::: Data supplied :::

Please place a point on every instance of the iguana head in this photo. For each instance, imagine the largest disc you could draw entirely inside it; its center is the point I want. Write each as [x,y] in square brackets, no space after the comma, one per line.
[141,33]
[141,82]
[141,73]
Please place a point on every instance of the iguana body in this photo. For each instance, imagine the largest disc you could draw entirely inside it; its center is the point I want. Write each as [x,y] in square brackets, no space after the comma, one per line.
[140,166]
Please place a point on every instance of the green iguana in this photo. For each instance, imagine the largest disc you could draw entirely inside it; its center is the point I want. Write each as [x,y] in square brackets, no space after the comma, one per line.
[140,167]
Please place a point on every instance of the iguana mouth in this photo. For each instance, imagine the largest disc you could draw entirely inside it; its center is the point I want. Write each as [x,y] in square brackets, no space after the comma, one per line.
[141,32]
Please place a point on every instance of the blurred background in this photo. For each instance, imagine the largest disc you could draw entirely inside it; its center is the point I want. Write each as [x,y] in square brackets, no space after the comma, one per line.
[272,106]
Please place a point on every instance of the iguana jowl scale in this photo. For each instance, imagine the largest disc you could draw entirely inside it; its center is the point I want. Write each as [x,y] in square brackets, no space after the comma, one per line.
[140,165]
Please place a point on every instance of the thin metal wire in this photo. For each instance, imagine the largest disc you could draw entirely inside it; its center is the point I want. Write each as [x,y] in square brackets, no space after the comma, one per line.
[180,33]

:::

• Written exercise:
Copy the listing above word for word, every line in its original order.

• Complete response:
Please place a point on every instance of the iguana head in this photo. For each instance, imagine the largest disc you could draw entirely inside it; its center is the point I want. Write each as [x,y] in square brackets, no space after the comma, one per line.
[141,33]
[141,82]
[141,73]
Please place a point on every instance of the iguana body in this photo. For each instance, imagine the largest disc you could draw entirely inside it; its center is the point I want. Write each as [x,y] in square brackets, no space after the comma, one per line.
[140,166]
Please place a point on every instance of the green iguana in this photo. For each instance, imagine the largest disc you could draw entirely inside it; its center is the point I want. Write each as [x,y] in square brackets, no space after the comma, one per line.
[140,167]
Please place a point on every instance of the iguana mouth in this photo. For each instance, imagine the largest disc you could draw entirely inside it; its center is the point I want. Write each as [x,y] in square brackets, no space after the comma, one per line.
[141,32]
Please place a point on every instance of the blurred background in this photo. For each instance, imagine the largest disc you could draw entirely inside it; its center is the point I want. Write each as [x,y] in square brackets, no space after the comma, one per line.
[272,106]
Please place a point on every instance of the iguana jowl scale in this photo. For each instance, imagine the largest disc you could draw entirely inside it; its center is the point I want. Write each as [x,y] in square brackets, no space after the comma, one per line.
[140,165]
Please place a point on every instance of the thin metal wire in this photo. For each instance, imagine the largest disc you could draw entirely inside it; its center is the point I want. Write each as [x,y] in square brackets, no space after the comma, one per line.
[180,33]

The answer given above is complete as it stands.